→ **DATA LINES**
--- Begin ---
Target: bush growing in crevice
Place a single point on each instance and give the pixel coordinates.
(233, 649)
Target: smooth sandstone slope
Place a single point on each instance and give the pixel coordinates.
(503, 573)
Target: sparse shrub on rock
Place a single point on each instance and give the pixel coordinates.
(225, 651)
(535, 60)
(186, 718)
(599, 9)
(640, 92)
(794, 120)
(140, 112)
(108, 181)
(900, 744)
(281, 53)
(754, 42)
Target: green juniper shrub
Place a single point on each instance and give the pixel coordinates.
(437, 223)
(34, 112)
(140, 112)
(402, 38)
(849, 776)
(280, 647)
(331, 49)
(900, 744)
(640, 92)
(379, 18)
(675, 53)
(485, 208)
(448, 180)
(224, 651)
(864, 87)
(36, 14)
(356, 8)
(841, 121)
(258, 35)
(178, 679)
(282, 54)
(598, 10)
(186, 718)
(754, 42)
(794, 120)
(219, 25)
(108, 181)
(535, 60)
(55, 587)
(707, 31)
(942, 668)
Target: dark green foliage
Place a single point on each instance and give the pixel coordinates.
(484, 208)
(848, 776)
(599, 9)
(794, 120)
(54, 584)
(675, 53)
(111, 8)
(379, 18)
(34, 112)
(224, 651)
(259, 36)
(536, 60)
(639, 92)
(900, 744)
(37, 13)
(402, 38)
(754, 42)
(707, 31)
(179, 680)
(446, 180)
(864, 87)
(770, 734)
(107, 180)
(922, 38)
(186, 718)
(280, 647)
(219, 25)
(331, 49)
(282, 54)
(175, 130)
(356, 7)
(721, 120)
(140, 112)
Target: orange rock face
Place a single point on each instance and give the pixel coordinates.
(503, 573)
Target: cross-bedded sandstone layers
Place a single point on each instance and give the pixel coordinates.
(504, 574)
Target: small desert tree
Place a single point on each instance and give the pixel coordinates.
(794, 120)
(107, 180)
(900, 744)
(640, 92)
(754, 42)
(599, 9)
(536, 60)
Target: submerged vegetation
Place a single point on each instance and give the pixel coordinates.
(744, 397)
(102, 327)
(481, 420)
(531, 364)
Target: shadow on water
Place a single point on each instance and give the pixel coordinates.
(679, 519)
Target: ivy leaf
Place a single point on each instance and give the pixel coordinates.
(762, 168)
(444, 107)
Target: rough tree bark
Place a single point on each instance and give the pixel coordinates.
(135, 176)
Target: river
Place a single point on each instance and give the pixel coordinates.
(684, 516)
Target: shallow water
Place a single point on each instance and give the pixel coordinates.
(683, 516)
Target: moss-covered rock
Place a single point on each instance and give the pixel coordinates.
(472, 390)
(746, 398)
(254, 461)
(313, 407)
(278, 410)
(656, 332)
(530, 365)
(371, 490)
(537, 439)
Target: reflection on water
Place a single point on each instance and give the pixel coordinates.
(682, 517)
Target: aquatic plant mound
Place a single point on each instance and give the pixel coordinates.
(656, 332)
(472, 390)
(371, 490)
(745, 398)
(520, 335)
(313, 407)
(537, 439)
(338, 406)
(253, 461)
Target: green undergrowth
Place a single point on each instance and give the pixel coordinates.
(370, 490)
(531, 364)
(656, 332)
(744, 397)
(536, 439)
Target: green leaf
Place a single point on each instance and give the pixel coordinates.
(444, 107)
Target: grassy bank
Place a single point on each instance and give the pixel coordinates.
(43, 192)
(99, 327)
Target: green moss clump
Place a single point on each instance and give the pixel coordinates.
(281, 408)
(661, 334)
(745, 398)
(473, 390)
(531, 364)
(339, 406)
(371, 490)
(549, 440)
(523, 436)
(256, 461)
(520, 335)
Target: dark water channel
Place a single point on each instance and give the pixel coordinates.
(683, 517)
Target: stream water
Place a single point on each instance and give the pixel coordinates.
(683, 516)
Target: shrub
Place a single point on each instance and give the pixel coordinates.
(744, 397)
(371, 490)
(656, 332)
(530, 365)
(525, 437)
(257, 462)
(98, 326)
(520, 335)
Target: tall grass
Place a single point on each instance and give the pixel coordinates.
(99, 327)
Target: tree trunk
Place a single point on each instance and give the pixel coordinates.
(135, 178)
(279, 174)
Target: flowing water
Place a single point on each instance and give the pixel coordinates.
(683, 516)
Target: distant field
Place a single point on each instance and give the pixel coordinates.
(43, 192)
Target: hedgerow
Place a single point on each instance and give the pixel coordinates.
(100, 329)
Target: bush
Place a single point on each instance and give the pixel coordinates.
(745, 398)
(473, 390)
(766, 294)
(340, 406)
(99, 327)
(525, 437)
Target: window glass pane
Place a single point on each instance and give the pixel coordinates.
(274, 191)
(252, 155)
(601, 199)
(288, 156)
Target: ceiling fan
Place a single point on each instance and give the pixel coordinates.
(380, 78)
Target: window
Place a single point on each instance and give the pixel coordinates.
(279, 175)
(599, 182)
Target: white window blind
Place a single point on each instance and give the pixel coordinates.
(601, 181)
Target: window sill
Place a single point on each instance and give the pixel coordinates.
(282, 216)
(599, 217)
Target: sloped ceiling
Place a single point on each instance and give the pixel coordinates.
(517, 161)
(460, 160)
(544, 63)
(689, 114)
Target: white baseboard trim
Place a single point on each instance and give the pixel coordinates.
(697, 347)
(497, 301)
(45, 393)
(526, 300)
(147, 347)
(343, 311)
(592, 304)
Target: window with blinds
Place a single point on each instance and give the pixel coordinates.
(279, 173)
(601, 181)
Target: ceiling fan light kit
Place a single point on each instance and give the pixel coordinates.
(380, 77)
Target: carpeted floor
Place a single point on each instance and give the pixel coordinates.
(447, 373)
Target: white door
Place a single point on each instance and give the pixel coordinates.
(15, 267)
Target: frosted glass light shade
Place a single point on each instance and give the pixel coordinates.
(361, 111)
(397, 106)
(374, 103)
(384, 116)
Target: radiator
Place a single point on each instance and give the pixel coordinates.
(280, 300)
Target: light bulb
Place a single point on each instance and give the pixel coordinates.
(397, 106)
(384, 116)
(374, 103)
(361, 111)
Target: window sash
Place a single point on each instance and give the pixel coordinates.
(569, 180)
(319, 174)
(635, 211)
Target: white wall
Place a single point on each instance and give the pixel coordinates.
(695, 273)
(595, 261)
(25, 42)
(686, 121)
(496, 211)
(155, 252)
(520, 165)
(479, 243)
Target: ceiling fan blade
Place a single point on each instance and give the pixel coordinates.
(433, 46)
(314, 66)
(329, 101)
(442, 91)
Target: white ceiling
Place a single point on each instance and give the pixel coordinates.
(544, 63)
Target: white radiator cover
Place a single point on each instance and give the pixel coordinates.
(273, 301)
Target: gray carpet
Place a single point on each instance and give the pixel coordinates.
--- End ---
→ **WHAT THE TASK REQUIRES**
Reproduce word for word everything from the line containing "Target: white ceiling" through the final line of the rows above, with both of those lines included.

→ **RESULT BELOW**
Target: white ceiling
Place a single point on each instance and give the pixel coordinates.
(544, 63)
Target: white radiator cover
Place a single point on each instance and give the pixel coordinates.
(273, 301)
Target: gray carpet
Place a single point on each instance and give the pixel coordinates.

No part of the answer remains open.